PARTS OF THE EXERCISE>
1. Please list every court in which the constitutional provision quoted in the court jurisdiction excerpt below vests the Judicial Power.
2. From the court jurisdiction excerpt below, copy word for word the passage that begins at the words "It is clear" and stops after "abolished by law.".

DOCUMENT EXCERPT>
════
Due process requires only that in order to subject a defendant to a judgment in personam, if he be not present within the territory of the forum, he have certain minimum contacts with it such that the maintenance of the suit does not offend "traditional notions of fair play and substantial justice." International Shoe Co. v. Washington, 326 U.S. 310, 316, 66 S. Ct. 154, 158, 90 L. Ed. 95 (1945).
It is clear that defendants have had sufficient contacts with New Jersey to satisfy the due process requirements so that the case may be heard in New Jersey. They argue, however, that even if the suit is proper in New Jersey, the county district court is not the proper forum. Thus, the question raised is whether the manner of service of process used by the plaintiff in this case is sufficient for this court to have jurisdiction.
The jurisdiction of the county district court is established by the Legislature by authority of our Constitution. N.J. Const. (1947), Art. VI, § I, par. 1:
The Judicial Power shall be vested in a Supreme Court, a Superior Court, County Courts and inferior courts of limited jurisdiction. The inferior courts and their jurisdiction may be from time to time established, altered or abolished by law.
════
SOURCE DATA>
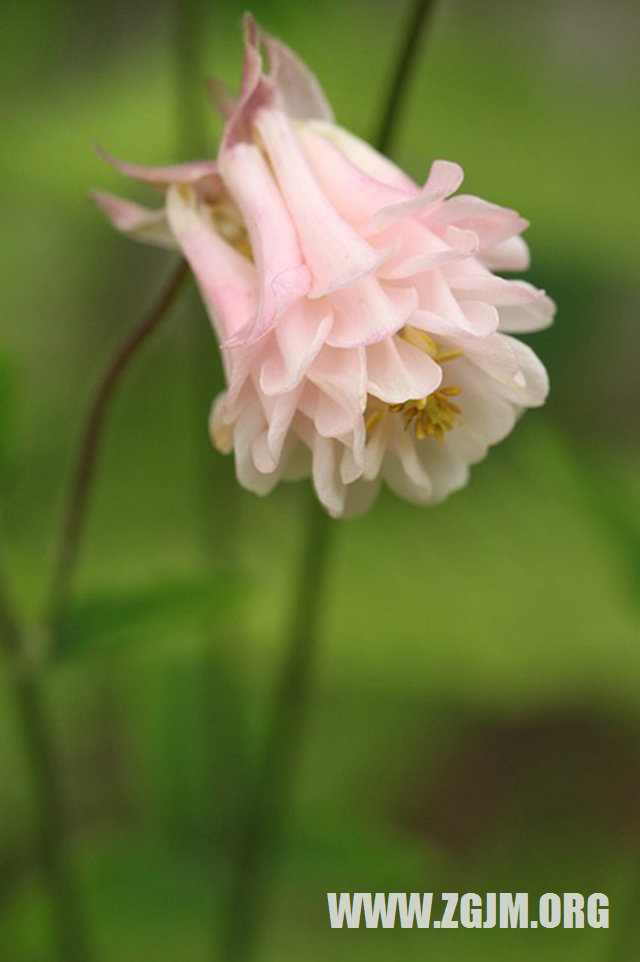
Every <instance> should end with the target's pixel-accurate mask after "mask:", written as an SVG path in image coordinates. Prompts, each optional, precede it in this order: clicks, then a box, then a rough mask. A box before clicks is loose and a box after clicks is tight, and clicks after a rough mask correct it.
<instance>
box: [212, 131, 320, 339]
mask: <svg viewBox="0 0 640 962" xmlns="http://www.w3.org/2000/svg"><path fill="white" fill-rule="evenodd" d="M220 171H221V174H222V177H223V179H224V182H225V185H226V187H227V188H228V190H229V193H230V194H231V196H232V197H233V199H234V200H235V201H236V203H237V205H238V207H239V208H240V211H241V213H242V216H243V219H244V224H245V226H246V228H247V230H248V232H249V237H250V240H251V249H252V252H253V255H254V258H255V262H256V268H257V274H258V278H259V280H260V302H259V307H258V311H257V314H256V315H255V317H254V318H252V320H251V322H250V324H249V325H248V327H246V328H240V329H239V330H238V331H237V332H236V335H235V341H238V342H240V341H244V342H246V341H253V340H257V339H258V338H260V337H262V335H263V334H264V333H265V332H266V331H268V330H269V329H270V328H271V327H273V325H274V324H275V323H276V322H277V320H278V318H279V317H280V316H281V315H282V314H284V313H285V311H287V310H288V308H289V307H291V305H292V304H294V303H295V302H296V301H297V300H299V299H300V298H302V297H304V296H305V295H306V294H307V293H308V291H309V286H310V280H311V278H310V274H309V270H308V268H307V267H306V266H304V265H303V263H302V254H301V251H300V245H299V243H298V238H297V236H296V232H295V230H294V227H293V224H292V222H291V218H290V216H289V212H288V210H287V208H286V206H285V204H284V203H283V200H282V197H281V194H280V192H279V191H278V188H277V187H276V184H275V183H274V180H273V177H272V176H271V173H270V171H269V168H268V167H267V164H266V161H265V160H264V157H263V156H262V153H261V152H260V150H259V149H258V148H257V147H255V146H254V145H252V144H251V145H250V144H242V143H239V144H236V146H235V147H232V148H230V149H229V150H227V151H225V152H224V153H223V154H222V155H221V157H220Z"/></svg>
════
RESPONSES BY ITEM NUMBER>
1.
- Supreme Court
- Superior Court
- County Courts
- Inferior courts of limited jurisdiction

2.
It is clear that defendants have had sufficient contacts with New Jersey to satisfy the due process requirements so that the case may be heard in New Jersey. They argue, however, that even if the suit is proper in New Jersey, the county district court is not the proper forum. Thus, the question raised is whether the manner of service of process used by the plaintiff in this case is sufficient for this court to have jurisdiction.
The jurisdiction of the county district court is established by the Legislature by authority of our Constitution. N.J. Const. (1947), Art. VI, § I, par. 1:
The Judicial Power shall be vested in a Supreme Court, a Superior Court, County Courts and inferior courts of limited jurisdiction. The inferior courts and their jurisdiction may be from time to time established, altered or abolished by law.